---- Excerpted passage
Tuesday, July 30, 2013

Gee, Does Medical Tourism Mean I Can Go To Appleton???

by LAS

I ran across a mention that a hip replacement costs only about $27,000 in Appleton, Wisconsin, while it can cost as much as $126,000 in a major metro area such as Houston, Texas. Why the disparity?

Obviously wide variations in income levels between major metro areas and smaller towns are a big factor. But also the fact that the hospital has to pay much higher property taxes and other expenses in a big city is another major factor. It may also have to buy another lot to build a parking structure on for patients and visitors, while the small town has free street parking.


The small town hospital might also sacrifice some frills, too. 

Monday, July 29, 2013

Joe Schmo and Mrs Schmo and the Inherited IRA

by LAS

Joe Schmo can leave his IRA to your surviving spouse (Mrs Schmo) or child (Johnny Schmo), no problem. But doing it right can avoid a big tax bite. This is according to Jane Bryant Quinn, so if your local finance advisor is at all confused over how to handle this, tell him that.
--------
■ **What the task asks**
Translate this sentence from the blog page above into Spanish: "The small town hospital might also sacrifice some frills, too."
---- Information shown
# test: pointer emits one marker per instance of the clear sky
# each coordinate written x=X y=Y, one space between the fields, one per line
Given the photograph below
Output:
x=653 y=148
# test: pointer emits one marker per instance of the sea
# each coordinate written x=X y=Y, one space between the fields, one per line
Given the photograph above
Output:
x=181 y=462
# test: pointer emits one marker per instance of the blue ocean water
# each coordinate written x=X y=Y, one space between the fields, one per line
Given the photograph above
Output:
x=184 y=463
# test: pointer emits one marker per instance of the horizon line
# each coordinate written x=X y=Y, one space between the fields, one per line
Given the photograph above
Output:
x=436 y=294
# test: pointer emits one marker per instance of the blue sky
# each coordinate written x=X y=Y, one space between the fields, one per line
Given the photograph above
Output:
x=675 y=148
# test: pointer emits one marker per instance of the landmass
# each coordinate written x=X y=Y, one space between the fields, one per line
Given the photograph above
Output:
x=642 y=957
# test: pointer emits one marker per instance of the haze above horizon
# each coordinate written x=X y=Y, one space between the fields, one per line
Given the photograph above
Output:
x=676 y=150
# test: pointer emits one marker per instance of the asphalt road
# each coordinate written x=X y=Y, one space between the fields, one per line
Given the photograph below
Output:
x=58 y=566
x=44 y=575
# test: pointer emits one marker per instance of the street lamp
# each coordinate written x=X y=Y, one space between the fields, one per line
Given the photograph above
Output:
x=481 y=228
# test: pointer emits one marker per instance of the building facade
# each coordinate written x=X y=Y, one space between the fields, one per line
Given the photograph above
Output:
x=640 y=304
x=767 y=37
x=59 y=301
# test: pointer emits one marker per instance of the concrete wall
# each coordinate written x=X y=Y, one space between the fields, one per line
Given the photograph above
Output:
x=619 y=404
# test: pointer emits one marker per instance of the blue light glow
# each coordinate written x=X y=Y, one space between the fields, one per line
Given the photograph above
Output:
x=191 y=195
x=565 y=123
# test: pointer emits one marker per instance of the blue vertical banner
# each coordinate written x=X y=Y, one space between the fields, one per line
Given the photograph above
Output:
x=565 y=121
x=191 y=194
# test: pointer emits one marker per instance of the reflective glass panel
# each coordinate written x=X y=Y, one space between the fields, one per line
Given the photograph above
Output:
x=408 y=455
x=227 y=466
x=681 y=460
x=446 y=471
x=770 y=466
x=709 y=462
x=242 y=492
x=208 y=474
--------
■ **Solution to this problem**
El hospital de un pueblo pequeño también podría sacrificar algunos lujos.